_Stated problem_. Report each line of the rows below that contains the word "dirt", copying every such line in full.

_Entries supplied_.
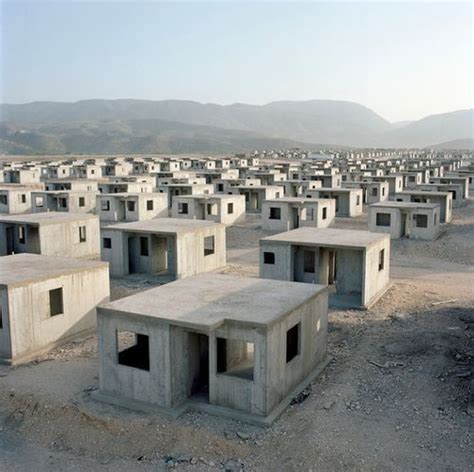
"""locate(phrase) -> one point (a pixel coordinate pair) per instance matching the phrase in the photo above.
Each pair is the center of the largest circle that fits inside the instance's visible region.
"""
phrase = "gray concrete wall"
(282, 377)
(63, 239)
(15, 205)
(376, 281)
(5, 340)
(31, 326)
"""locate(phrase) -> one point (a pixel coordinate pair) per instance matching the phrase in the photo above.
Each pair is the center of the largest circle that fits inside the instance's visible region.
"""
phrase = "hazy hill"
(134, 136)
(313, 121)
(456, 144)
(185, 126)
(433, 129)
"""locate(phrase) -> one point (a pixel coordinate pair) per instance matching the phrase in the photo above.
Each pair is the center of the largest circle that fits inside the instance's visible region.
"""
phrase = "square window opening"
(235, 357)
(383, 219)
(82, 234)
(293, 347)
(144, 246)
(182, 208)
(133, 350)
(209, 245)
(275, 213)
(381, 259)
(421, 221)
(56, 302)
(309, 262)
(269, 258)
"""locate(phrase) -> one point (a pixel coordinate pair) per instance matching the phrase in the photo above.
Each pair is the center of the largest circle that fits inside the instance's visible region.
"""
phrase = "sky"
(404, 60)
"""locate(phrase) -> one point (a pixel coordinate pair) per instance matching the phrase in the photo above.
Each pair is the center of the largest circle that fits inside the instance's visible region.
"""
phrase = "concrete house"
(443, 199)
(255, 195)
(297, 188)
(372, 192)
(395, 182)
(21, 176)
(175, 248)
(283, 214)
(45, 301)
(355, 264)
(15, 200)
(117, 207)
(51, 234)
(185, 187)
(232, 346)
(348, 201)
(128, 185)
(226, 209)
(64, 201)
(405, 219)
(79, 185)
(456, 191)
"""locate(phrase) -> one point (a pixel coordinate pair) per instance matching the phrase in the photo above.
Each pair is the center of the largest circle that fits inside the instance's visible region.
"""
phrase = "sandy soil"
(394, 398)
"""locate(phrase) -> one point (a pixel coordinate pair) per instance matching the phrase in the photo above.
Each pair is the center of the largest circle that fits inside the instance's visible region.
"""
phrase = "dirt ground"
(394, 398)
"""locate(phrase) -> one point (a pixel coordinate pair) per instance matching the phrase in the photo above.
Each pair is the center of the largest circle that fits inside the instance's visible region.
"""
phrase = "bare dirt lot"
(394, 398)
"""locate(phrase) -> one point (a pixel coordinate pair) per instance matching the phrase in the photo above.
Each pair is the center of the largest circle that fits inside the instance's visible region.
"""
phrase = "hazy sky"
(404, 60)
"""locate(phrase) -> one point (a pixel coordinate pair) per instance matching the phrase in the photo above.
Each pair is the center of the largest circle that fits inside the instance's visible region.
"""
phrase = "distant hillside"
(129, 137)
(121, 126)
(315, 121)
(433, 129)
(467, 144)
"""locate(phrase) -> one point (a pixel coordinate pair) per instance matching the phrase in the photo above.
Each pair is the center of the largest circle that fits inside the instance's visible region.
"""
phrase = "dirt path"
(394, 398)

_Right answer_.
phrase = "dirt ground"
phrase = "bare dirt lot"
phrase = "dirt path"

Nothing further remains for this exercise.